Given information:
----------

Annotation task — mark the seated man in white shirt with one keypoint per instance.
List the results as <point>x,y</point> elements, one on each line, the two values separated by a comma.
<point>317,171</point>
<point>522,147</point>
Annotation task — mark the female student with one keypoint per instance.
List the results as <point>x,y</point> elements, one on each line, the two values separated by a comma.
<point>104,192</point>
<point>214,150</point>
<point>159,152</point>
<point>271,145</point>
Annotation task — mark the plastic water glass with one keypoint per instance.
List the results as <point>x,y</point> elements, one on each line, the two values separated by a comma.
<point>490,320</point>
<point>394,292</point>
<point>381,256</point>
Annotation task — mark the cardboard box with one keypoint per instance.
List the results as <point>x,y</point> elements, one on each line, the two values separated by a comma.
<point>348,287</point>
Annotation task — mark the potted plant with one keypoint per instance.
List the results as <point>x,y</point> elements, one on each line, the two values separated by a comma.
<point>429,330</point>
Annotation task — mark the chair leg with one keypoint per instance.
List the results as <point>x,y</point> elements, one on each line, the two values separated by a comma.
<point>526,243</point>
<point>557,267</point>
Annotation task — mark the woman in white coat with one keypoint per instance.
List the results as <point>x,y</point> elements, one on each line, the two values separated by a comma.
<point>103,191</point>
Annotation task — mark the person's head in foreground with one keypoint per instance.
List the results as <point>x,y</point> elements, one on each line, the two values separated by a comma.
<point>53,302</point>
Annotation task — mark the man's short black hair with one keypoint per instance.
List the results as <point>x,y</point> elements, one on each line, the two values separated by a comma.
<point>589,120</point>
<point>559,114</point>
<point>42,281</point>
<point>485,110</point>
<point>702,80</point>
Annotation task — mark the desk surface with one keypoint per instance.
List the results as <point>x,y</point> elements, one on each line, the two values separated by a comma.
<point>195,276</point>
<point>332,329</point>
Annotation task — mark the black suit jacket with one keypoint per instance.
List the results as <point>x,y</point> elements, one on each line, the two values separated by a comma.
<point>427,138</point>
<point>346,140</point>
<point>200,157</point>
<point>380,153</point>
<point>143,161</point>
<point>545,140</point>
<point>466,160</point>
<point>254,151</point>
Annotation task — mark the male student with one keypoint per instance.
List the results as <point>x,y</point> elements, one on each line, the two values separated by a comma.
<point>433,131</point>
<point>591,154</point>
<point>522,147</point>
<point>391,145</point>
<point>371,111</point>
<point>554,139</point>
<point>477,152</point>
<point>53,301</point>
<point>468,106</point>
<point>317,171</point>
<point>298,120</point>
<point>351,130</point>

----------

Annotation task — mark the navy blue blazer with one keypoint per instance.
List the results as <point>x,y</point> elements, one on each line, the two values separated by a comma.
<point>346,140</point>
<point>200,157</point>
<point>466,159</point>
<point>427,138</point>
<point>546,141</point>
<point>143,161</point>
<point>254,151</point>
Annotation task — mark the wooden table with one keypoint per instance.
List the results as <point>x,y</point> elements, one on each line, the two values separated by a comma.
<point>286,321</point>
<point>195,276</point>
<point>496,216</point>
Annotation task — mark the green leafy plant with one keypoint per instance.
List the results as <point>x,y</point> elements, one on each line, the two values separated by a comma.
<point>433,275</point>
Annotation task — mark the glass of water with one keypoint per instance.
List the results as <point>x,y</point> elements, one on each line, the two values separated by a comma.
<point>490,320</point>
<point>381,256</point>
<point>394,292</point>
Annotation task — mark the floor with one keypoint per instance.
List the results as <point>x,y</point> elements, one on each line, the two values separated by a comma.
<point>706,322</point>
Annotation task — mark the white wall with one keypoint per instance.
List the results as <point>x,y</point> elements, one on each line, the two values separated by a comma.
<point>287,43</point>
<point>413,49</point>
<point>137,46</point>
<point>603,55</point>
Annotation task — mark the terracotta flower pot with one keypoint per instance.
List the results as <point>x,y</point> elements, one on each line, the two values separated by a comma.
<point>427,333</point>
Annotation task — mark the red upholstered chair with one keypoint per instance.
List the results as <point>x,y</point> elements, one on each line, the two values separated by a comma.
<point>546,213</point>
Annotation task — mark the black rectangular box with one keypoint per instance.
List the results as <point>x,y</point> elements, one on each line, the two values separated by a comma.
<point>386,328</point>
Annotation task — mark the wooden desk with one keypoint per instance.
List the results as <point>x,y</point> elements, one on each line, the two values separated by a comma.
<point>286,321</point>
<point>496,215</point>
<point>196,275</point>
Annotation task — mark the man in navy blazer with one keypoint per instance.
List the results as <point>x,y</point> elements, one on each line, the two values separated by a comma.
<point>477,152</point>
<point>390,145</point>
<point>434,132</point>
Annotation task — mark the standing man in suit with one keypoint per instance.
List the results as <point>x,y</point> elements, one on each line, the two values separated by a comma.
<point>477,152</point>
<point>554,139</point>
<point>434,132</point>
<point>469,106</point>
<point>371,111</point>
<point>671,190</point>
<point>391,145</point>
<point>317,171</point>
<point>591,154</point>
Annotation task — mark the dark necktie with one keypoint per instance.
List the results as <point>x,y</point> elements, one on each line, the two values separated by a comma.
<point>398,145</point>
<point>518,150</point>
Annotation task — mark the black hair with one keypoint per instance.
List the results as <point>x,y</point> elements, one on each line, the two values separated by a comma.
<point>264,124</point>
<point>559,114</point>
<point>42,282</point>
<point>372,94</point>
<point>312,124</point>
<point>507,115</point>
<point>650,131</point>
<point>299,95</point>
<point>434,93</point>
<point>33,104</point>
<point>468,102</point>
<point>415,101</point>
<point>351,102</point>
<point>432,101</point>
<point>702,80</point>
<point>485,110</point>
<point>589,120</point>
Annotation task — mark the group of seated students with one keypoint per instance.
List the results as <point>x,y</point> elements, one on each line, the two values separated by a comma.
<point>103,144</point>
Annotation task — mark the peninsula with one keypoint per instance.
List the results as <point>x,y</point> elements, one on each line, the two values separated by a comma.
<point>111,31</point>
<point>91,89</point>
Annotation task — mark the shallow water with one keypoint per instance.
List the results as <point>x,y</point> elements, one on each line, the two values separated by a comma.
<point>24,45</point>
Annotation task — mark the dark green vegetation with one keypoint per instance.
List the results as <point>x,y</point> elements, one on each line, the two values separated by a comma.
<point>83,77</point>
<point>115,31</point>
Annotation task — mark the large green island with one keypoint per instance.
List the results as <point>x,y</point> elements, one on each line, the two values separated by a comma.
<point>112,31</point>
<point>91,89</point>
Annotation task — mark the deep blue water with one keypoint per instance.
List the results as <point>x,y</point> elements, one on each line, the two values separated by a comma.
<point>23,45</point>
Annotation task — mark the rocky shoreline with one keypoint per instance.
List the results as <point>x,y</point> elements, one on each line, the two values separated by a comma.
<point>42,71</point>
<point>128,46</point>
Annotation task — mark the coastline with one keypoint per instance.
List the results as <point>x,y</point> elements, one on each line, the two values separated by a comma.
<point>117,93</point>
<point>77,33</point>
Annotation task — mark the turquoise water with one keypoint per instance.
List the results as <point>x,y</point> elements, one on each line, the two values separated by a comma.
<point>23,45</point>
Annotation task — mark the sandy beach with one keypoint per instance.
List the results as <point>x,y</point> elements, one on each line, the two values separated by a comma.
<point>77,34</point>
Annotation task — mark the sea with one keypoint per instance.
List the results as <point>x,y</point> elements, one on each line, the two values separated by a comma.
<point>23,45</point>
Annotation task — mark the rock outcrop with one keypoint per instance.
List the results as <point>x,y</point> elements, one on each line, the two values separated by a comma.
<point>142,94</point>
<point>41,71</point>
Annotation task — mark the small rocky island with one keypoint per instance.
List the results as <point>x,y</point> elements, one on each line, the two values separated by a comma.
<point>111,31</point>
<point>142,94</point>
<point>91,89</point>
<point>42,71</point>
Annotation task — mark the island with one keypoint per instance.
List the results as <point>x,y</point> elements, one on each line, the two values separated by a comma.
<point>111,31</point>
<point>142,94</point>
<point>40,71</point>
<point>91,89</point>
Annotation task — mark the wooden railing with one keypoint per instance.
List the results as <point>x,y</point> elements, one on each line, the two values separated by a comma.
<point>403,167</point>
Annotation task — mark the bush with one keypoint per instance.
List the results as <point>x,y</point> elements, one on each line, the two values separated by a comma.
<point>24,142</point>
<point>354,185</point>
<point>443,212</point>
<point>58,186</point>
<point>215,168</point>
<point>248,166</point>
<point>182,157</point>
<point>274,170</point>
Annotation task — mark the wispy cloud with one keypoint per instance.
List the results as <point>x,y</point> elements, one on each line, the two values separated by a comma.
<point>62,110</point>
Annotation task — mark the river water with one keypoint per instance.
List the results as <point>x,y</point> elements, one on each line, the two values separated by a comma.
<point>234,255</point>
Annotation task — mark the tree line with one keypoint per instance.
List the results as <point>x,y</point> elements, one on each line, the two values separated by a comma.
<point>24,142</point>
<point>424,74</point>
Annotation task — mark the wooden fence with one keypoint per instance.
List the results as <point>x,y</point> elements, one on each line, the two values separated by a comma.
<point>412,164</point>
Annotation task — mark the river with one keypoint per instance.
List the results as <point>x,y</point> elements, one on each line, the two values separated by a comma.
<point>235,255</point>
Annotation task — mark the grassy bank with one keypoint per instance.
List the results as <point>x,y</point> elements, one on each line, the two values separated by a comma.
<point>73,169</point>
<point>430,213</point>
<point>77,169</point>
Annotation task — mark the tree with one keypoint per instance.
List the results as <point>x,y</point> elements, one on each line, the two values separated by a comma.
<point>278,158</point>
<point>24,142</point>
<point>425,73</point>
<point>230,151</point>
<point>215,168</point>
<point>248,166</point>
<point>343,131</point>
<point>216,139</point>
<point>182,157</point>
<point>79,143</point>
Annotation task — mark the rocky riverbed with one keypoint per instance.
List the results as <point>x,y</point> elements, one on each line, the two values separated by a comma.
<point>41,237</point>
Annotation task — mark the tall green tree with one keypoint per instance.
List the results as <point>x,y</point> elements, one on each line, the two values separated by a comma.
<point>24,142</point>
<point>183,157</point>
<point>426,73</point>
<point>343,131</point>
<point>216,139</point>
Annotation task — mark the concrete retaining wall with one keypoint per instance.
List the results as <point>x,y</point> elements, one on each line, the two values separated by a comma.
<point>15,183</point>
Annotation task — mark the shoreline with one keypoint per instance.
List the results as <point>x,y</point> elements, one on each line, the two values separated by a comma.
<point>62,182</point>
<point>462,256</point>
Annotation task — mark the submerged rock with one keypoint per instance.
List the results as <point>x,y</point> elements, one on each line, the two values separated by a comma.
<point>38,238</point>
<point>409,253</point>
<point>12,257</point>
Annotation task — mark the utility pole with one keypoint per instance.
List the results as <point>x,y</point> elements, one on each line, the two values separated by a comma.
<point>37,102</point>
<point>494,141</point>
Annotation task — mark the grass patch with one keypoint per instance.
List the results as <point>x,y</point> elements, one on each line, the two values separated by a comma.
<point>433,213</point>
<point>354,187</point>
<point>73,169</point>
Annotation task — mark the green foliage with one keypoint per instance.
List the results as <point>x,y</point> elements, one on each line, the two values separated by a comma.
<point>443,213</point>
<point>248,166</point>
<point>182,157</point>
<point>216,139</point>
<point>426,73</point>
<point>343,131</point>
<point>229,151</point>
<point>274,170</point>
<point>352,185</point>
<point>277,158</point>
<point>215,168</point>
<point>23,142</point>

----------

Work to be completed: Output, without any changes, the part of the entries above that opens with the line containing "Annotation task — mark the seated" and closes with the line containing "<point>348,287</point>". Include both of those lines.

Solution to this task:
Annotation task — mark the seated man in white shirt with one keypoint per instance.
List the results as <point>x,y</point> elements, one on each line, the two values separated by a comma.
<point>317,171</point>
<point>522,147</point>
Annotation task — mark the female student with one keypoint per instance.
List the results as <point>x,y</point> elements, one on each line, the two values separated by a comma.
<point>104,192</point>
<point>214,150</point>
<point>159,152</point>
<point>271,145</point>
Annotation task — mark the plastic water glass with one keypoint per instance.
List the results as <point>x,y</point> elements, one on each line, the two values separated by a comma.
<point>490,320</point>
<point>394,292</point>
<point>381,256</point>
Annotation task — mark the cardboard box with one keypoint per instance.
List the results as <point>x,y</point> elements, one on each line, the two values separated by a comma.
<point>348,287</point>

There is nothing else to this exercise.